What the task requires. Render the entries as a JSON list of strings, one string per line with blank lines left out, starting with the first line of the entries and going on through the line containing "[(199, 154)]".

Records for the task.
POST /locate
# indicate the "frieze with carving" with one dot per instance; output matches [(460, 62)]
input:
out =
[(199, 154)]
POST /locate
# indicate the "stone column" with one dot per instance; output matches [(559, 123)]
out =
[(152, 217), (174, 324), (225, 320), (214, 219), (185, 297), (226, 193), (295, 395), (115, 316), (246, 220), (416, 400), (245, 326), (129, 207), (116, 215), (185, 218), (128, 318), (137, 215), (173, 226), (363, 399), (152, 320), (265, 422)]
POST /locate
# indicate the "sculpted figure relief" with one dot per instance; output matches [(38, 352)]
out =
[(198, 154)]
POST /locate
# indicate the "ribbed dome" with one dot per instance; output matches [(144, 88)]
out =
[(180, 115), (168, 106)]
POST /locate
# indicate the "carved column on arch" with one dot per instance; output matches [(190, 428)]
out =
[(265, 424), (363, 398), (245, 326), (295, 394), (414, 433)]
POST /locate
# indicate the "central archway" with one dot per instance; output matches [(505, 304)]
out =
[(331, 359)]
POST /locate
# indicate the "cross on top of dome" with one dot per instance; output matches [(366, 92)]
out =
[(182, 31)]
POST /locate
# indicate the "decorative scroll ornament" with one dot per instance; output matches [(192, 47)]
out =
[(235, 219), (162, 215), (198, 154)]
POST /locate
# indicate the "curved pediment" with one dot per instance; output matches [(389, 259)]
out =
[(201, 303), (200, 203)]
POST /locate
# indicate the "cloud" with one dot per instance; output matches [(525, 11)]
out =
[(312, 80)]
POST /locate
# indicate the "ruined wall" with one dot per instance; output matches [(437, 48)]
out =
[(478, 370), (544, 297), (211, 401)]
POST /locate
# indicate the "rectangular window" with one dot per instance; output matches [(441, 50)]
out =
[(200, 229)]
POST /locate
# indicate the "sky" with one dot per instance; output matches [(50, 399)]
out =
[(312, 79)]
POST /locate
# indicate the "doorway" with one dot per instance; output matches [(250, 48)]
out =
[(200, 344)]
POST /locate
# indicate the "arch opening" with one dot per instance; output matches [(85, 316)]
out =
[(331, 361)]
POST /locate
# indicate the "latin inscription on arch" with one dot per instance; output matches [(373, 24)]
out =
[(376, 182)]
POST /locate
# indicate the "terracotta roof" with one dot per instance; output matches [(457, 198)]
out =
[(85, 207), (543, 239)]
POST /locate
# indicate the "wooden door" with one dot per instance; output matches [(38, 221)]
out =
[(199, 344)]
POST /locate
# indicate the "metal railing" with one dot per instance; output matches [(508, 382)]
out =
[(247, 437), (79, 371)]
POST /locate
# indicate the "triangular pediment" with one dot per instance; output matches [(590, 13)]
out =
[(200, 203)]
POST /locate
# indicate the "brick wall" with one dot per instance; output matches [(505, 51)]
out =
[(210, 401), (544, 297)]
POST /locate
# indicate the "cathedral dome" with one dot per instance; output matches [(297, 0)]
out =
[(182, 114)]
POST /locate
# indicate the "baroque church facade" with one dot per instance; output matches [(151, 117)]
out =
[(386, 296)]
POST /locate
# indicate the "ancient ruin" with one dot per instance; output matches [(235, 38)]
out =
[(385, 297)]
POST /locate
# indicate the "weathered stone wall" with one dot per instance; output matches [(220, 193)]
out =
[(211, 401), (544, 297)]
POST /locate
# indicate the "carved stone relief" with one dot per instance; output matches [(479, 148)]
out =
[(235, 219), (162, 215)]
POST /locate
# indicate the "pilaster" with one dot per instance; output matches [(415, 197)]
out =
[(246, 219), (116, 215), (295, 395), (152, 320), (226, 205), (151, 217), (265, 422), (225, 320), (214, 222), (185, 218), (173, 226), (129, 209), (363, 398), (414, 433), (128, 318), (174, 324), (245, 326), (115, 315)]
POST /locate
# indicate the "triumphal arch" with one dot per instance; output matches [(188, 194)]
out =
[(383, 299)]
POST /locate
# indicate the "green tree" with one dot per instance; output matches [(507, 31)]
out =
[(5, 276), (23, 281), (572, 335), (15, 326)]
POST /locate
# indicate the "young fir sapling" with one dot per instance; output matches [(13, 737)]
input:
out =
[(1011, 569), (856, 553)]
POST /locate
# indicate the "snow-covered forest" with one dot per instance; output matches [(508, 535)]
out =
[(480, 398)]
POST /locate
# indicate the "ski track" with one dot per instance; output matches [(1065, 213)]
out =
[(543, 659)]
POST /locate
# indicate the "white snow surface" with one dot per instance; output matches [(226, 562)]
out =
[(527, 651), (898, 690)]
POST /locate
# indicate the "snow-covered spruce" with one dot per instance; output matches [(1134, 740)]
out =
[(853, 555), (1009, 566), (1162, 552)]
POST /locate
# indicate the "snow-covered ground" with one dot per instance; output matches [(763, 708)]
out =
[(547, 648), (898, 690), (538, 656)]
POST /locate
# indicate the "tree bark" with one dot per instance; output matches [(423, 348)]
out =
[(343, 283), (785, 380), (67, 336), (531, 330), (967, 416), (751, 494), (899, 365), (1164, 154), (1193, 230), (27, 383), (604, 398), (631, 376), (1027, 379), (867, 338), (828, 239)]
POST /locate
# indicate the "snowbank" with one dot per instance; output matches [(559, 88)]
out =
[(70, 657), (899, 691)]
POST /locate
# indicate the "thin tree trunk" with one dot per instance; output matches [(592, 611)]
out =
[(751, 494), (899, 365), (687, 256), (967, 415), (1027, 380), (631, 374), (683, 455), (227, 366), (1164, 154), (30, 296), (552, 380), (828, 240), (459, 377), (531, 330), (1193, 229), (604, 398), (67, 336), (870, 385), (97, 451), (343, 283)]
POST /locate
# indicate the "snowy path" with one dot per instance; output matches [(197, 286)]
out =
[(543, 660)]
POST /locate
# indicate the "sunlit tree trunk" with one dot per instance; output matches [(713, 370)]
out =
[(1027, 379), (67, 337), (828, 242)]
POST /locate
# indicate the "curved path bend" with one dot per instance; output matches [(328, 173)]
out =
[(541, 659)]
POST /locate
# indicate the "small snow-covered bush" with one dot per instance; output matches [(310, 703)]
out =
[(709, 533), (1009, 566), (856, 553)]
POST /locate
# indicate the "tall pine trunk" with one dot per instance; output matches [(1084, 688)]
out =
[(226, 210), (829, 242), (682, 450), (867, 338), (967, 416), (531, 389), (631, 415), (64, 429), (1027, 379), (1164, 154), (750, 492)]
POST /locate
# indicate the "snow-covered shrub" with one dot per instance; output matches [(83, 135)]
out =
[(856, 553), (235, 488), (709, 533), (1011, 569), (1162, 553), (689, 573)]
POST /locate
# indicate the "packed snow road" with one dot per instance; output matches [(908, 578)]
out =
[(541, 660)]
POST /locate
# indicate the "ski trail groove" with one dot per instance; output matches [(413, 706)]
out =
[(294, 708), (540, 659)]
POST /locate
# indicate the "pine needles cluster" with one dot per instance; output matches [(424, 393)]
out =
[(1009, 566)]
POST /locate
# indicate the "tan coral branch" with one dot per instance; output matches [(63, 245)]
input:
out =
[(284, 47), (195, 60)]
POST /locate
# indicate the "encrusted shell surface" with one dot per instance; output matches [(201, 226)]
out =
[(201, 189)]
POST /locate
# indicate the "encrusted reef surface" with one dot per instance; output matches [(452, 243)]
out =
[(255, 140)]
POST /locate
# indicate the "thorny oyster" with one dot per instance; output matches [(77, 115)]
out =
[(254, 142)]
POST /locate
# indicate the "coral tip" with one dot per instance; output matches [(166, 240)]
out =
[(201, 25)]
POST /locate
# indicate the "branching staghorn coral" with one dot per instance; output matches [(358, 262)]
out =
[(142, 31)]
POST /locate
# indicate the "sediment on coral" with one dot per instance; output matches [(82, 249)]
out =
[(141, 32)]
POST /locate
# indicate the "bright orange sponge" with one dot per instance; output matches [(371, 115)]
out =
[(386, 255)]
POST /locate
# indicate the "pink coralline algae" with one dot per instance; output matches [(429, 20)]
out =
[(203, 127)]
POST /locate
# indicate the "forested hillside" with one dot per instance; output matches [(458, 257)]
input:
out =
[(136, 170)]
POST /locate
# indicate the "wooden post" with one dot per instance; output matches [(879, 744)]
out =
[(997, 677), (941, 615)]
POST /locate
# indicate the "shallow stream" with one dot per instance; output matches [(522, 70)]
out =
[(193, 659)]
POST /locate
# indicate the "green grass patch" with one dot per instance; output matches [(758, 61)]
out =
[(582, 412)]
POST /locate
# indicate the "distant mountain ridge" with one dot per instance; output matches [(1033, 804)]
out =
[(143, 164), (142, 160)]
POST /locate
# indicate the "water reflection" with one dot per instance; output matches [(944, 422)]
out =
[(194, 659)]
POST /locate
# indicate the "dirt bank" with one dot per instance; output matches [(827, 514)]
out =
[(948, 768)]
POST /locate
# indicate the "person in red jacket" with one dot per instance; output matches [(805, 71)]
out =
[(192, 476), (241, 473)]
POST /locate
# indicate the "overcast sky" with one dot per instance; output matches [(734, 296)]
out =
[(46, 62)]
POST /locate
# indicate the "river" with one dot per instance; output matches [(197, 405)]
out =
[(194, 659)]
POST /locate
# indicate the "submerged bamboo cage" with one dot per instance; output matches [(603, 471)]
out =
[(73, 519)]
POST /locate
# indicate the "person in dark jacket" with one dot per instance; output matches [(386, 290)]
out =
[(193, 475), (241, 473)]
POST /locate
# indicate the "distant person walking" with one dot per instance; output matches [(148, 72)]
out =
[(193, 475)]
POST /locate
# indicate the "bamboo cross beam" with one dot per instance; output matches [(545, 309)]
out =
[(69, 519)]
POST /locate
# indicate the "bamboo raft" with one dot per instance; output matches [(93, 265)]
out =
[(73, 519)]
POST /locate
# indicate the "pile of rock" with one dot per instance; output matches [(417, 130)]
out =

Expected output.
[
  "POST /locate",
  "# indicate the \"frieze with carving\" with one dot per instance; output matches [(460, 62)]",
  "input:",
  "out =",
  "[(199, 154)]"
]